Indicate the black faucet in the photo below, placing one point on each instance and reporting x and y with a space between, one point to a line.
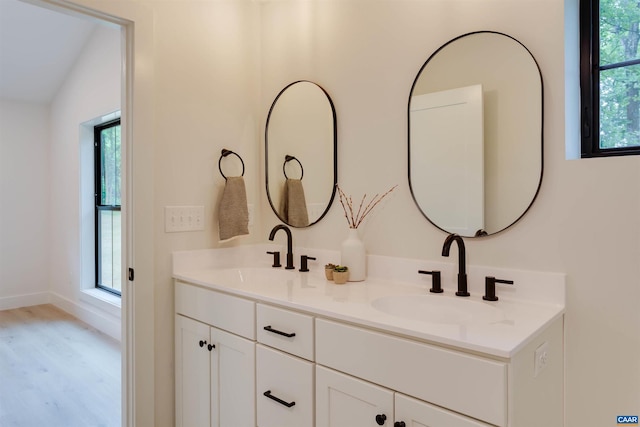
462 262
289 243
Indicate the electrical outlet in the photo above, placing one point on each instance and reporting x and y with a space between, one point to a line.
541 359
183 218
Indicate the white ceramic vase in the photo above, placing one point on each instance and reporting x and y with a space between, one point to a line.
354 256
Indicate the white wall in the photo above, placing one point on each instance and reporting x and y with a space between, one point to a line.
207 87
217 65
585 222
91 90
24 206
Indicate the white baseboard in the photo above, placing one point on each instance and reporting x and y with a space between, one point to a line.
103 320
99 319
27 300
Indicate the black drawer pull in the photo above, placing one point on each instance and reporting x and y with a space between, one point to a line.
275 331
280 401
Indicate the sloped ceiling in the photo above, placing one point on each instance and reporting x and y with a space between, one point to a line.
38 47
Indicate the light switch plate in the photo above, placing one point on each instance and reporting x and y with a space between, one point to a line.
183 218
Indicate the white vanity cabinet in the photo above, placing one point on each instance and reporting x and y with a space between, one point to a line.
345 401
288 365
215 369
284 368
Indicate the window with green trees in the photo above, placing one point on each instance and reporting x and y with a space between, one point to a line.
108 222
610 77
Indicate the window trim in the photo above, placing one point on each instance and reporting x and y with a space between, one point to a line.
97 169
590 84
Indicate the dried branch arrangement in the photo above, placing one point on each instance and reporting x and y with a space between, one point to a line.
355 218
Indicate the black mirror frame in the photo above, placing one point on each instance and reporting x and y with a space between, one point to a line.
335 152
541 131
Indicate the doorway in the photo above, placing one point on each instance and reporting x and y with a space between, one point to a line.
60 223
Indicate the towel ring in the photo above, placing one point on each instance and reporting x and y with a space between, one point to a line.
287 159
225 153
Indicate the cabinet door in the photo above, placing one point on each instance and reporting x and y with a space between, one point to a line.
344 401
411 412
192 366
232 380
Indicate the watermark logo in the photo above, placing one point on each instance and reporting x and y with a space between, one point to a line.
626 420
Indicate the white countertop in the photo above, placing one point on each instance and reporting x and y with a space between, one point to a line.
505 326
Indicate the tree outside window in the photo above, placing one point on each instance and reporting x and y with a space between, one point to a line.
108 207
610 81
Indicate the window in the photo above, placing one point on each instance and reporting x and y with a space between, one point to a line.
610 77
107 155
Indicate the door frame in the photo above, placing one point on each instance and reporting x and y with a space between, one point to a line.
138 368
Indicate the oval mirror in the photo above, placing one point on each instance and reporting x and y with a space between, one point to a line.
300 154
475 134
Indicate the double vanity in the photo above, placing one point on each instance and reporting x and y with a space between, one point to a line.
270 347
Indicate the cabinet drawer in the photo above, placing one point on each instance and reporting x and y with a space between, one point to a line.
415 412
464 383
289 383
232 314
285 330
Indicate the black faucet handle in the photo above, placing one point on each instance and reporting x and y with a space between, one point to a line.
436 281
490 287
303 262
276 258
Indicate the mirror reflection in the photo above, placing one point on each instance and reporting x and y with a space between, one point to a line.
475 134
300 154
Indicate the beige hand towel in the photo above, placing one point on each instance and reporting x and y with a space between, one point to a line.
294 205
233 213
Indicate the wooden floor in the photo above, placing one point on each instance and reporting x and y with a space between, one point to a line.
56 371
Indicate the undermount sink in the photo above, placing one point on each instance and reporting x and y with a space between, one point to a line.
438 309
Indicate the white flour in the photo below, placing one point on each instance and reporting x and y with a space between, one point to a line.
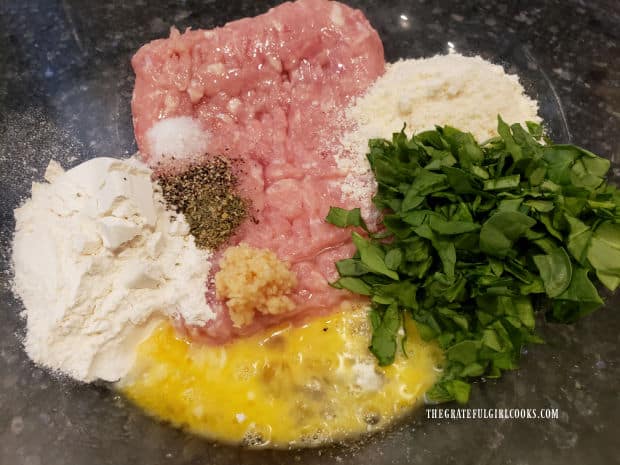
98 263
463 92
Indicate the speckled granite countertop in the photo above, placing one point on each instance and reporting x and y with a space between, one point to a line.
65 88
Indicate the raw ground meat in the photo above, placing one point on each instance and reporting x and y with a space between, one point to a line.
270 90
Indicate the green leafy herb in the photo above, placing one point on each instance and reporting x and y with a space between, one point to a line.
472 235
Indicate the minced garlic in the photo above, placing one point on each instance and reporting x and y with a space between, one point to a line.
254 280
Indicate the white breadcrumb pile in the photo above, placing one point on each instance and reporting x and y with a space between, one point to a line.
467 93
179 138
99 262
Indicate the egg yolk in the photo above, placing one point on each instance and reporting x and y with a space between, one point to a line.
293 386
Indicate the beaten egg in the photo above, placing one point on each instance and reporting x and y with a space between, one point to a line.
293 386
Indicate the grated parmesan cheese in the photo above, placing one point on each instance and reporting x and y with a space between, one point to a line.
465 92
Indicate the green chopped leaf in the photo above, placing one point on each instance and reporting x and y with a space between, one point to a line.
507 182
373 257
473 237
555 271
501 230
344 218
383 343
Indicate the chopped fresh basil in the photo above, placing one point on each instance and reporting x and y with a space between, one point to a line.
471 234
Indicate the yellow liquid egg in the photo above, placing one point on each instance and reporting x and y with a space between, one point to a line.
293 386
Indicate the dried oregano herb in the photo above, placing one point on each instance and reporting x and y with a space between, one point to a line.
206 195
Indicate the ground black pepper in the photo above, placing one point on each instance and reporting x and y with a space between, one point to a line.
206 195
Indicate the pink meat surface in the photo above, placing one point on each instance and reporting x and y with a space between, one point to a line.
271 90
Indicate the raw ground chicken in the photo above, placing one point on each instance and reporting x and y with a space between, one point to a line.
270 90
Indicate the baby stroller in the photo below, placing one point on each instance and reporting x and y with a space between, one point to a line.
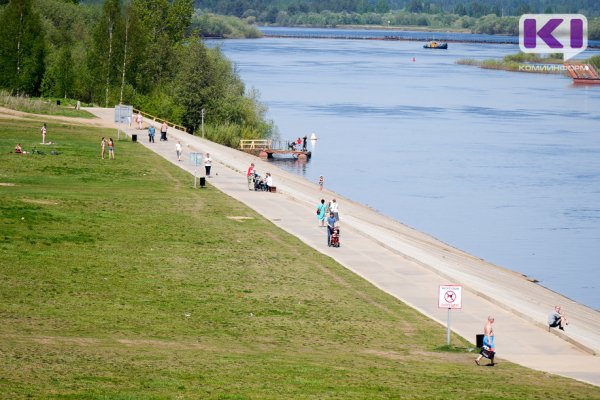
258 183
334 239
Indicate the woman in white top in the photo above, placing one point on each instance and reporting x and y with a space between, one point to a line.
269 181
139 120
44 130
334 208
178 150
207 164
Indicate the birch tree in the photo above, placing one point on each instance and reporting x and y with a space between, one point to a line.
22 48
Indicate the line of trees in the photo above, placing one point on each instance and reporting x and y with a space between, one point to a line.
140 52
472 8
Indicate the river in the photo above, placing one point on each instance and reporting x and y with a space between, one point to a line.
503 165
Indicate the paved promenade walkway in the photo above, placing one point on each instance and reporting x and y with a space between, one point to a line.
408 264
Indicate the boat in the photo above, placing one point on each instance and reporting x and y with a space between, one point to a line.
584 74
435 45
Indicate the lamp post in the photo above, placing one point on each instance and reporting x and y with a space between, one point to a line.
202 113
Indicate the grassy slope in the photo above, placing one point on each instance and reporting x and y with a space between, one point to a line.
119 281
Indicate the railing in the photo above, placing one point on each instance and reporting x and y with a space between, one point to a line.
155 118
256 144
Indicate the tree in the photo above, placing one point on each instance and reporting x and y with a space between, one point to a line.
460 9
22 48
104 58
59 77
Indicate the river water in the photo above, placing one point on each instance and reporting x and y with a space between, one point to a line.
503 165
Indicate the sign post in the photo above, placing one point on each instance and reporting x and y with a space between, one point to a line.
450 297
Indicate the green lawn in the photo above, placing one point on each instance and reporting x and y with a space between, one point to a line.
120 281
42 106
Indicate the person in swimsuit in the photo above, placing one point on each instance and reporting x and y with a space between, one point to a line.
44 132
103 148
111 149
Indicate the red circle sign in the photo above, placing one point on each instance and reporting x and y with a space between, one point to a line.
450 296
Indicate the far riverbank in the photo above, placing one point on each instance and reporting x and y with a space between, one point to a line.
392 34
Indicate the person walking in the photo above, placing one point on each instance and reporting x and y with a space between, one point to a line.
111 149
44 131
139 120
163 131
489 349
103 147
178 150
250 176
557 319
334 208
321 211
268 182
151 132
207 164
330 227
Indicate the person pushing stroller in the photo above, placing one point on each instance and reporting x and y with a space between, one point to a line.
333 232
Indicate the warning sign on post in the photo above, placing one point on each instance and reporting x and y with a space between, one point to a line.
450 296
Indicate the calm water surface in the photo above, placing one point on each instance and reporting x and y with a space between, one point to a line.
503 165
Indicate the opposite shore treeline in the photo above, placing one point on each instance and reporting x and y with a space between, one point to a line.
140 52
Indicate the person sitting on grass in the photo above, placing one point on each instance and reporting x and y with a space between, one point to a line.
557 319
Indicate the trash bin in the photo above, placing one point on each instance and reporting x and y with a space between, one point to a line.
479 340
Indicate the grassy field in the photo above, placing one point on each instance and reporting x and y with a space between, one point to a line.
119 281
42 106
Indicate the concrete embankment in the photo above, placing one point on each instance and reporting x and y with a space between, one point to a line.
411 265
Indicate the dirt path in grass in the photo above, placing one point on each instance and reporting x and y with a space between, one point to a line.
409 264
7 113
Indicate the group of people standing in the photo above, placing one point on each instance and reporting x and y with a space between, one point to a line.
556 319
328 213
163 132
256 183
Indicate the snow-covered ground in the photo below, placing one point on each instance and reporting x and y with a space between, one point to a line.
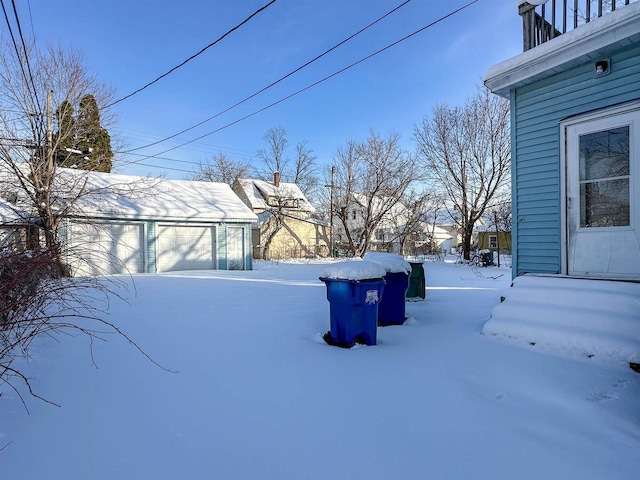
259 395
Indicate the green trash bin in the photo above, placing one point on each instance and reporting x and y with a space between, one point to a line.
417 284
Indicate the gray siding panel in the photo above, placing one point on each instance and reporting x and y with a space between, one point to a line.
222 246
539 108
151 247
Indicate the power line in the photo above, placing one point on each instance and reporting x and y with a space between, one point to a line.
26 55
342 70
194 55
19 56
276 82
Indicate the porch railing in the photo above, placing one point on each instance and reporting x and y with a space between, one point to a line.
554 17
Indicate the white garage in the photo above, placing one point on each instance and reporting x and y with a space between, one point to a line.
101 248
185 247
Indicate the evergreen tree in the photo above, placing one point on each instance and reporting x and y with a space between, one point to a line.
64 136
83 134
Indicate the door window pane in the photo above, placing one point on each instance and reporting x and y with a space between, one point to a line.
604 204
604 178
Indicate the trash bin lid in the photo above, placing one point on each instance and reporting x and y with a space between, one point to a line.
391 262
354 270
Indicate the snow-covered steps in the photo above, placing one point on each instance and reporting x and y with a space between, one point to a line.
591 318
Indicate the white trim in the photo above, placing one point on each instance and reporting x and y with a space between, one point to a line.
560 52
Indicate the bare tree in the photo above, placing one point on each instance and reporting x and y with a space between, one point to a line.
35 298
412 230
371 178
302 170
221 169
467 152
305 172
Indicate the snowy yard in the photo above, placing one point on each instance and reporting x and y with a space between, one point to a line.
259 395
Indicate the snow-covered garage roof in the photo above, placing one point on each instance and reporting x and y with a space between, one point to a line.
126 196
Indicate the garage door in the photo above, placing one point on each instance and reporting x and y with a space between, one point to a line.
183 247
106 248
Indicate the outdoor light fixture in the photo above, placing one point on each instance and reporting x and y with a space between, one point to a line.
602 68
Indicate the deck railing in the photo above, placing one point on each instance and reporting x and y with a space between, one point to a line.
554 17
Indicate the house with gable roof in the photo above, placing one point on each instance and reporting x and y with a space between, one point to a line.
575 142
285 228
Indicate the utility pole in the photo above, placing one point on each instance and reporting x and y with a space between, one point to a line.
49 152
331 186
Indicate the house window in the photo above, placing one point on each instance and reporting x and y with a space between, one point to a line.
604 178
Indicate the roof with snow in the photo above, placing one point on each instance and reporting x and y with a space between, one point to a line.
109 195
12 216
130 196
257 193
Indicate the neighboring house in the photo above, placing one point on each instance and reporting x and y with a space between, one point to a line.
128 224
16 228
445 221
285 227
397 232
575 107
386 237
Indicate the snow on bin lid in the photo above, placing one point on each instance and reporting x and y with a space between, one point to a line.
391 262
354 270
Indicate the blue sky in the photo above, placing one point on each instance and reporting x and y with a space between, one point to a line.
127 44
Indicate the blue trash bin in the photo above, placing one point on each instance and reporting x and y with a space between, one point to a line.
397 273
353 302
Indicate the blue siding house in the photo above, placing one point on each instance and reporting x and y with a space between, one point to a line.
575 122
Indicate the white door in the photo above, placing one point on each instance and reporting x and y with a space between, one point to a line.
603 196
181 247
235 248
106 248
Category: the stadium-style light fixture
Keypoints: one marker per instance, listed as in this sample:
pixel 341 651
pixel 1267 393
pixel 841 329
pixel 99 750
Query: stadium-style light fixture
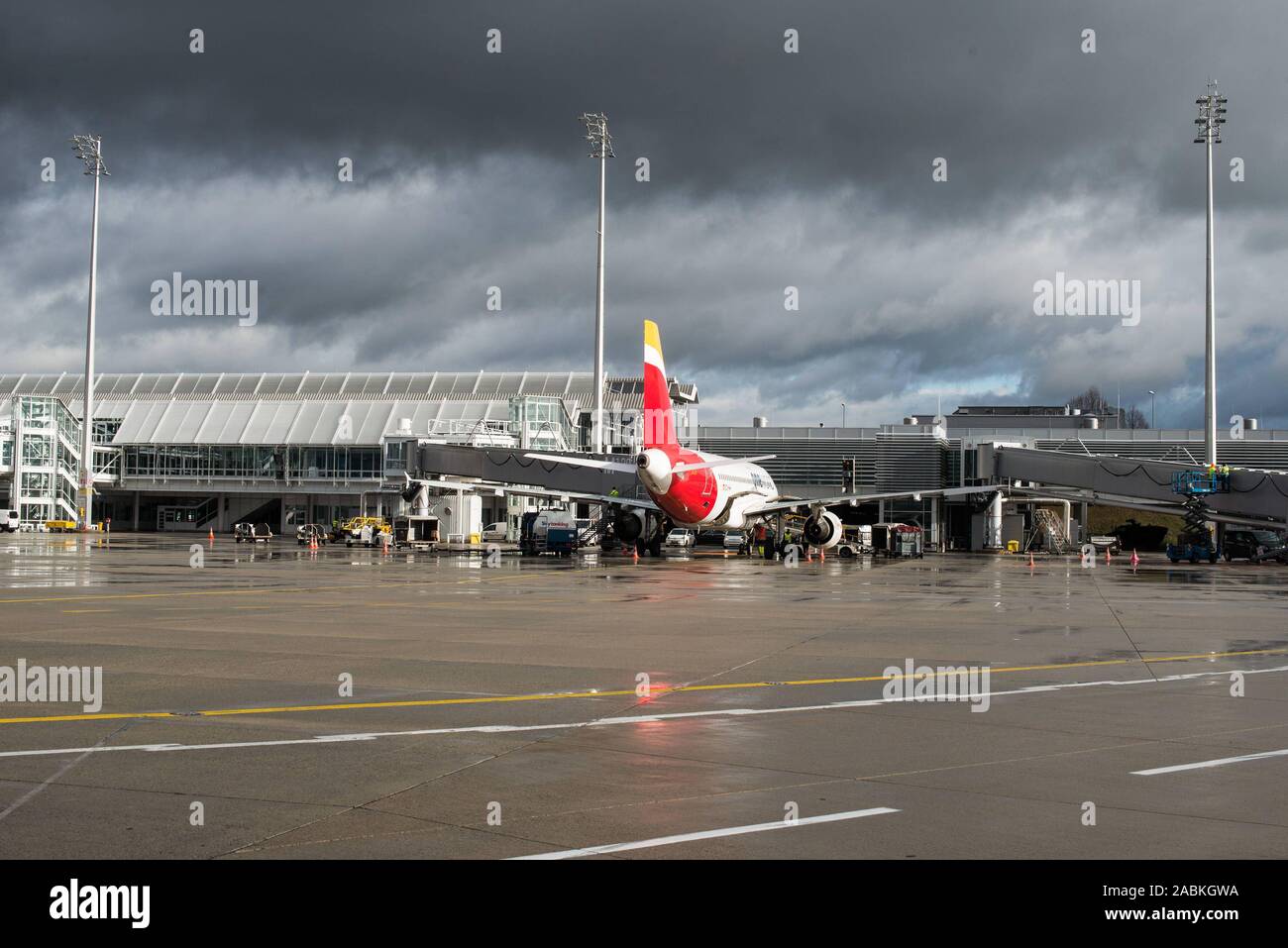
pixel 89 149
pixel 601 149
pixel 1210 121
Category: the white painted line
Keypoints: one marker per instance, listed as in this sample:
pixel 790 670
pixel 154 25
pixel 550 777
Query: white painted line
pixel 609 721
pixel 706 835
pixel 1202 764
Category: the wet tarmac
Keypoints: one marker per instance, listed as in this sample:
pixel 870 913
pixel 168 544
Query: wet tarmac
pixel 691 706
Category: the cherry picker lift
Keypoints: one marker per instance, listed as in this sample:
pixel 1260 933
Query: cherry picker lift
pixel 1196 543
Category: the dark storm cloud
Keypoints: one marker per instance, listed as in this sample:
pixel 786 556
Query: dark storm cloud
pixel 768 170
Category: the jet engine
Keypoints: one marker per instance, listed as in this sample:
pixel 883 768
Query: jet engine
pixel 655 469
pixel 822 530
pixel 629 524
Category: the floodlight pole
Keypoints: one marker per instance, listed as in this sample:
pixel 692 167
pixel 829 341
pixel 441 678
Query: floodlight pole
pixel 89 149
pixel 601 149
pixel 1210 121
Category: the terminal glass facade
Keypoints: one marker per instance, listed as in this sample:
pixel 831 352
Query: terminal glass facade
pixel 253 462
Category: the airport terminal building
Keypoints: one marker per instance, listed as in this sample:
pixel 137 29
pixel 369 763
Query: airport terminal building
pixel 205 451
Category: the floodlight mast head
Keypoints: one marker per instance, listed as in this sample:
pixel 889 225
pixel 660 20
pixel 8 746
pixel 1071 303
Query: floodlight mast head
pixel 89 149
pixel 596 133
pixel 1211 116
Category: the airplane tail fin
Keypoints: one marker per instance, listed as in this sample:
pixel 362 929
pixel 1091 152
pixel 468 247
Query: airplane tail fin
pixel 658 416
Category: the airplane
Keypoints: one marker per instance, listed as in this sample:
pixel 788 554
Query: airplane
pixel 694 489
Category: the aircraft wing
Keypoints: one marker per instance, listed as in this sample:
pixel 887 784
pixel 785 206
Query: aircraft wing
pixel 619 467
pixel 501 489
pixel 575 496
pixel 781 506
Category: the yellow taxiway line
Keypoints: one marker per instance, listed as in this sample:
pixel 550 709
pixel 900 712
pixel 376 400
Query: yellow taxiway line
pixel 559 695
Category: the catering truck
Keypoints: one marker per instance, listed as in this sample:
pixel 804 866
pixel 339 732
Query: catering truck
pixel 549 531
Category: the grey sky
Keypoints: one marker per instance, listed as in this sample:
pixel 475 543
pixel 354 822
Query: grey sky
pixel 768 170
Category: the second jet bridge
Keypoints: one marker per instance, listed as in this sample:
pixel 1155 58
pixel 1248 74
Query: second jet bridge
pixel 1253 496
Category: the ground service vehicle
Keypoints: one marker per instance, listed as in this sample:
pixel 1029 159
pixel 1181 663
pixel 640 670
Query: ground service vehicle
pixel 548 531
pixel 415 532
pixel 307 532
pixel 361 530
pixel 253 532
pixel 679 539
pixel 897 540
pixel 1254 545
pixel 854 541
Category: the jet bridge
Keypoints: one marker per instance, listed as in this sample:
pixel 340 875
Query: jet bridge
pixel 506 466
pixel 1257 497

Challenge :: Exactly and only the lines from the one containing "Category: the airport terminal building" through the end of the material are to be reproduced, both ends included.

Solution for this exercise ::
Category: the airport terminal building
Keypoints: one marker per instance, listed as in this sample:
pixel 137 29
pixel 369 763
Query: airport terminal building
pixel 205 451
Category: the floodlight mast head
Keypoints: one marker per instance, listed as in this sample:
pixel 889 225
pixel 660 20
pixel 8 746
pixel 1071 303
Query: floodlight mast head
pixel 89 149
pixel 596 133
pixel 1211 116
Category: the airplane tail fin
Keypoints: one marker per instance, listed as in this sample:
pixel 362 929
pixel 1091 152
pixel 468 247
Query: airplane tail fin
pixel 658 416
Category: the airplane
Keypoints: one marker per instance, listed as in this sample:
pixel 788 554
Query: airplane
pixel 694 489
Category: the aircraft wing
Keypoints: one marker per instance, listed as in this sample:
pixel 887 784
pixel 785 206
Query: aircraft wing
pixel 619 467
pixel 501 489
pixel 575 496
pixel 781 506
Category: the yellow taxiway line
Keypoints: one marker per instance, listed as in this sample:
pixel 550 709
pixel 900 712
pixel 376 400
Query: yellow taxiway line
pixel 559 695
Category: the catering truck
Keypoints: one marker per instance, listed as in this sample:
pixel 804 866
pixel 339 732
Query: catering truck
pixel 549 531
Category: the grey sky
Keypoints: one marker per instance, listed as in this sample:
pixel 475 543
pixel 354 822
Query: grey sky
pixel 768 170
Category: the second jet bridge
Keypoints: one marker per instance, listed as in this sample:
pixel 1155 58
pixel 1248 74
Query: second jet bridge
pixel 1253 496
Category: the ground service vehicle
Keypoints: one marker per instance, listed as in this sample:
pixel 1029 159
pixel 1181 663
pixel 640 670
Query: ground service vehicle
pixel 548 531
pixel 415 532
pixel 307 532
pixel 361 530
pixel 253 532
pixel 679 539
pixel 897 540
pixel 1254 545
pixel 854 541
Category: the jet bridge
Keypoints: one marker per instance, listed as in this sample:
pixel 340 875
Query: jet bridge
pixel 506 466
pixel 1257 497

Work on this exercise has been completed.